=== Raw data ===

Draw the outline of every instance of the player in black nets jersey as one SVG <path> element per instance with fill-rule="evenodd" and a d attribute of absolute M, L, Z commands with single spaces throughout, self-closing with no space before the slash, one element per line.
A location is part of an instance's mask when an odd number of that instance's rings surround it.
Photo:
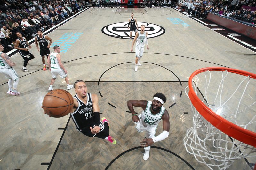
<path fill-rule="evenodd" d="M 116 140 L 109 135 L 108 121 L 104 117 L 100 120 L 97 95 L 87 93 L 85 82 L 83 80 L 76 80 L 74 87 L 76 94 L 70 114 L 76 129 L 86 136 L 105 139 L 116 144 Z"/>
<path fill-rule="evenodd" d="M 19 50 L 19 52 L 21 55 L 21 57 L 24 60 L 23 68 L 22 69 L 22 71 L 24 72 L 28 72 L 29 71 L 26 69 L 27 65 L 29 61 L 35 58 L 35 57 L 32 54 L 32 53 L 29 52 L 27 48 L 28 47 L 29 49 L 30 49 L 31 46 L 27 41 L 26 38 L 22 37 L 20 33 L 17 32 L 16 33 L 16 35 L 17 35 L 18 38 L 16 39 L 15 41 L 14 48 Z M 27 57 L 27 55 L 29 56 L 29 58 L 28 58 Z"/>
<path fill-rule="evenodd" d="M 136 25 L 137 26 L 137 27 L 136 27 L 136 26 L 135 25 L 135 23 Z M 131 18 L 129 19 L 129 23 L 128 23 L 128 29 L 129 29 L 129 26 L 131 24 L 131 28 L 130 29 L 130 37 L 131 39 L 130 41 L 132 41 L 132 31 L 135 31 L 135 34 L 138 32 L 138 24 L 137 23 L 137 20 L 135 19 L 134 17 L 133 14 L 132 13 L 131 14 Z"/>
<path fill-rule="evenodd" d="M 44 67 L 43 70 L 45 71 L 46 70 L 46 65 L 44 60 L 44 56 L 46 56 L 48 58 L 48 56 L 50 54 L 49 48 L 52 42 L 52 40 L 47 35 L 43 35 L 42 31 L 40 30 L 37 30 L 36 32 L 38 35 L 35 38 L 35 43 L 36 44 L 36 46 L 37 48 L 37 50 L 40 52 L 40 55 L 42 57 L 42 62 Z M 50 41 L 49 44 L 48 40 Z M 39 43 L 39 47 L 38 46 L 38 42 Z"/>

===

What the task asks → Repeat the lines from the start of the records up to and including the line containing "19 50 L 19 52", leaving out the pictures.

Output →
Draw the outline of every instance of the player in black nets jersey as one SVG <path> element per instance with fill-rule="evenodd" and a d attribute of absolute M, L, Z commands with single spaces throughout, self-closing with no space before the slash, one element per line.
A location is part of an instance's mask when an odd number of that instance's rings surround it.
Photo:
<path fill-rule="evenodd" d="M 116 140 L 109 135 L 108 121 L 104 117 L 100 120 L 97 95 L 87 93 L 85 82 L 83 80 L 76 80 L 74 87 L 76 94 L 70 114 L 76 129 L 86 136 L 105 139 L 116 144 Z"/>
<path fill-rule="evenodd" d="M 19 50 L 19 52 L 21 55 L 21 57 L 24 60 L 23 68 L 22 69 L 22 71 L 24 72 L 28 72 L 29 71 L 26 69 L 27 65 L 29 61 L 35 58 L 35 57 L 32 54 L 32 53 L 29 52 L 27 48 L 28 47 L 29 49 L 30 49 L 31 46 L 27 41 L 26 38 L 22 37 L 20 33 L 17 32 L 16 33 L 16 35 L 17 35 L 18 38 L 16 39 L 15 41 L 14 48 Z M 27 57 L 27 55 L 29 56 L 29 58 L 28 58 Z"/>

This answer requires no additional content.